Abc ne manque pas d’insulter tous les morts et victimes de la guerre organisée par Tshombé et juge important de diffuser, le 9 janvier 1963, les déclarations des auteurs du crime : « Un sénateur américain, Thomas Dodd, du Connecticut, déclarait il y a peu : L’assaut contre le Katanga est un acte d’agression inhumain et flagrant du néo-impérialisme de l’Onu. L’initiative de l’Onu qui, militairement, intervient dans un pays afin de forcer son unification et l’obliger à accepter un modèle de Constitution, établit un précédent extrêmement dangereux susceptible susciter un désastre moral et politique. »

À peine une semaine après la déroute des troupes de Tshombé face à l’Onu, le 21 janvier 1963, le quotidien Abc publie trois opinions relatives à cette situation, le 10 du même mois. Ces trois points de vue sont contraires à la légalité internationale ainsi que celle de la Rdc. Le cas des États-Unis est celui qui, le plus, nous interpelle : « Le Comité d’aide nord-américain aux combattants de la Liberté du Katanga, publia une demande dont l’objet est l’élection par le Congrès de fonds nécessaires pour armer le Katanga. Votez tôt et généreusement les fonds nécessaires, afin de leur envoyer les armes sollicitées ». Tel est l’appel conjoint des républicains et des démocrates.

De Madrid, Tshombé organise son retour au pouvoir en Rdc. Il se trouve dans un espace privilégié : loin de l’Afrique noire et proche des services diplomatiques (spécialistes de l’espionnage) des Etats-Unis et de la Belgique. Le 25 juin 1964, il rencontre le ministre belge des Affaires étrangères, en compagnie de l’ambassadeur pour les États-Unis à Bruxelles ; après quoi, il emprunte un vol pour la Rdc. Le jour suivant, Abc publie que la première visite consistait en un entretien d’une demi-heure tandis que la seconde se réclamait de courtoisie. Dès son arrivée en Rdc, Tshombé est fait Premier ministre d’un gouvernement de coalition.

→ **Données à utiliser**
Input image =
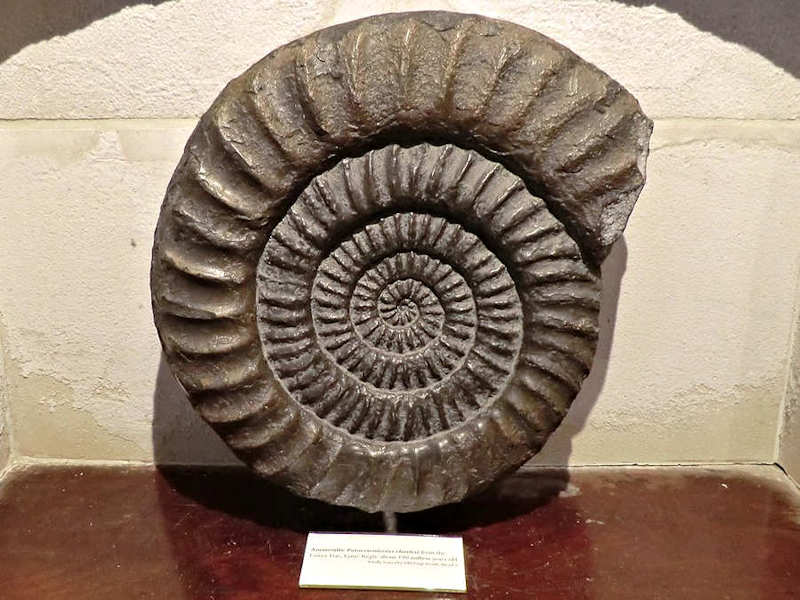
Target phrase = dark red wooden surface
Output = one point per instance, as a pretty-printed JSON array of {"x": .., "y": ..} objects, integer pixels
[{"x": 118, "y": 533}]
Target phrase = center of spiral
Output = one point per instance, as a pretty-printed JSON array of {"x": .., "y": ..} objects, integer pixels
[{"x": 401, "y": 302}]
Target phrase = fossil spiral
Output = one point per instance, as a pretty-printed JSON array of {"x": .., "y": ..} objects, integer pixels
[{"x": 375, "y": 271}]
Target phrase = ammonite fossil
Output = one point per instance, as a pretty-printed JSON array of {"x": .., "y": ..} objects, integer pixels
[{"x": 376, "y": 269}]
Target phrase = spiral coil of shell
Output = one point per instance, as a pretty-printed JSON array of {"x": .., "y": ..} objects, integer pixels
[{"x": 376, "y": 266}]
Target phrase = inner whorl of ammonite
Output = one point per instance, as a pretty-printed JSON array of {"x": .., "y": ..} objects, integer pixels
[
  {"x": 380, "y": 306},
  {"x": 385, "y": 326}
]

→ **À faire**
a: Recopiez les lignes des enregistrements situées entre celle qui contient « Target phrase = ammonite fossil » et la fin des enregistrements, ces deux limites comprises.
b: Poursuivez le texte sur Tshombé à partir de sa dernière phrase.
Les enregistrements n'ont aucun lien avec le texte sur Tshombé.

→ **Résultats par tâche**
a:
Target phrase = ammonite fossil
Output = one point per instance, as a pretty-printed JSON array of {"x": .., "y": ..} objects, integer pixels
[{"x": 376, "y": 269}]
Target phrase = spiral coil of shell
Output = one point per instance, as a pretty-printed JSON array of {"x": .., "y": ..} objects, integer pixels
[{"x": 376, "y": 266}]
Target phrase = inner whorl of ammonite
Output = one point per instance, as a pretty-printed JSON array of {"x": .., "y": ..} objects, integer pixels
[
  {"x": 380, "y": 306},
  {"x": 385, "y": 326}
]

b:
L’Espagne ne semble pas être seulement le lieu où se réfugie l’assassin de Lumumba et de ses deux proches compagnons, le principal responsable de milliers de morts, blessés et déplacés de la Rdc après la sécession du Katanga. Elle constitue également la plate-forme à partir de laquelle vont s’organiser de nouvelles agressions incluant la participation de l’Espagne dans le martyr - qui perdure - en Rdc.

Par le biais de la chaîne de radio de Kinshasa, le gouvernement de la Rdc accusa Tshombé de diriger, depuis Madrid, les offensives de ses troupes sur Kisangani, ville que ces dernières rasent en tuant les habitants tout en brûlant leurs cases. Ainsi, la Rdc devint le théâtre de tous types d’actions : révoltes, assauts, assassinats et vols. Comme à l’accoutumée, ces conflits sont présentés en Occident avec la texture de luttes tribales (aujourd’hui élevées au grade de conflits ethniques), alors qu’est entretenu le silence sur le rôle de ces espions et des multinationales qui extraient des richesses inestimables en Rdc.

Il suffit d’un voyage de Tshombé en Italie pour qu’Abc publie, le 10 décembre 1964, un joyau journalistique assumant l’apologie du génocide entretenu par l’Occident, alors que le Pape, dans une croisée agile contre le communisme, le dénonce avec véhémence. Cet article aura pour auteur José Salas, correspondant de Abc à Rome. Simultanément, dans les rues de la capitale, les communistes italiens distribuent des tracs dans le but de s’opposer à la visite de « celui qui invita les mercenaires étrangers à exterminer son propre peuple ». Aussi affirment-ils que « le gouvernement sera pris pour comptable de sa collaboration permettant pour cette présence infâme sur notre sol ». Ils exigent « l’expulsion immédiate de Tshombé de l’Italie ». A ceci, le correspondant d’Abc réagit en ces termes : « En partance pour les Etats-Unis, l’escale de Rome se justifie par son intention à y rencontrer Paul VI. »

Après tant de pertes en vies humaines et d’inestimables dégâts matériels en Rdc, Abc estime nécessaire de noter qu’ « au demeurant, Tshombé est l’unique personne d’Afrique centrale à s’être formellement opposée au carnage des Européens qui s’y déroulait ». La responsabilité, il est clair, n’est donc pas celle de Tshombé, car « au moment d’établir la vérité, le communisme se révèle comme un outil au service d’attitudes qui, très peu, se rapportent à la civilisation. » En plus, insiste le journal, « quelles que soient les caractéristiques personnelles et politiques de Moïse Tshombé, la problématique oscille entre la protection des victimes et la complicité d’avec les assassins (…) »

La réalité que la presse internationale refuse volontairement de voir est que Mobutu s’est, tout d’abord, débarrassé de Lumumba et a choisi de négocier avec Tshombé, le président Kasavubu et les puissances étrangères, jusqu’à ce qu’arrive le moment d’en faire autant avec ces derniers.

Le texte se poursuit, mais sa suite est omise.